> **Written exercise**:
Output the passage of the blog-monitoring post below between "Posted By Darren" and "of my focus.", inclusive, with no changes.

--- Page text ---

Posted By Darren Rowse 15th of April 2009 Miscellaneous Blog Tips 0 Comments

This post is an excerpt from the 31 Days to Build a Better Blog Workbook

AlertI’m often asked by friends, family and readers how I spend my time on an average day of blogging.

Those asking are often surprised to hear that while ‘writing‘ is one definitely one activity that I do a fair bit of that there are quite a number of other activities that take up quite a bit of my focus.

One such important activity that I spend considerable time on as a blogger is ‘watching’, ‘monitoring’, ‘listening to’ and ‘reading’ what others are writing on their blogs or social media accounts.

Reasons to Be Aware of What Others are Talking About in Your Niche

There are quite a few reasons that bloggers monitor what’s being said on other blogs and in the news on certain topics. These include:

1. Ideas for Posts – one of the main challenges that bloggers face at different times is running out of things to blog about. Keeping abreast of what others are writing about gives you an almost unlimited supply of ideas and helps you to keep your posts on topic with what is buzzing in your niche at any given point of time.

2. Awareness of Breaking News – this is more relevant for some niches than others but sometimes knowing when a story is breaking in your industry can be very important. Being unaware of such stories can make your blog look out of touch to readers wanting to know the latest.

3. Profile Building and Perceived Expertise – bloggers who are obviously aware of what else is happening in their niche are often seen as experts and authorities in their industry. I know of a number of bloggers and twitter users who’ve built profiles for themselves simply by having their finger on the pulse of their niche and linking to interesting and useful content on other sites.

4. Networking – using some of the ‘alert’ tools below enables you to know who is talking about issues relevant to your niche within a short time of them doing so. This enables you to make connections and build relationships with these people.

5. Reputation Management – knowing quickly when others are talking about you, your company, your brands and your blog is valuable information as it enables you to not only build relationships with those who are saying positive things about you but also manage negative talk.

There are other reasons to be aware of what people are saying in your niche – but lets move on to some of the ‘how to do it’.

Today your task is to set up a variety of ‘alerts’ or ‘watch lists’ for your blog’s niche.

There are many services around to help you keep track of what people are writing. I’d love you to suggest those that you use in comments below – but here are a handful that I regularly use:


  • Google News and Blog Alerts Google’s alerts will show you any mention of keywords in only ‘news’ sources (for example newspapers), on blogs, in videos, on the ‘web’ or even in their ‘groups’. You can choose to be alerted about different categories or for them all. It gives you the opportunity to get alerts via an email or RSS feed at different intervals.
  • Technorati Watchlists – Very similar to Google Alerts as it’ll feed you mentions of certain words on blogs.
  • Twitter Alerts – there are a lot of tools to help you monitor what is being said on Twitter. Some are built into twitter clients (for example TweetDeck has a great one) but others include Monitter (allows live monitoring but also gives you an RSS feed for words), Twendz, Twitter’s Search (you can set up an RSS feed for any keyword) and Twitter Hawk (a paid service that allows you not only to monitor but respond to tweets on keywords). Again, there are many others that you can use – feel free to suggest others below.

--- Records supplied ---

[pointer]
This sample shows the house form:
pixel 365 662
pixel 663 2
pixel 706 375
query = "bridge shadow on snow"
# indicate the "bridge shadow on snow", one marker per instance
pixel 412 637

---

> **Response to the task**:
Posted By Darren Rowse 15th of April 2009 Miscellaneous Blog Tips 0 Comments

This post is an excerpt from the 31 Days to Build a Better Blog Workbook

AlertI’m often asked by friends, family and readers how I spend my time on an average day of blogging.

Those asking are often surprised to hear that while ‘writing‘ is one definitely one activity that I do a fair bit of that there are quite a number of other activities that take up quite a bit of my focus.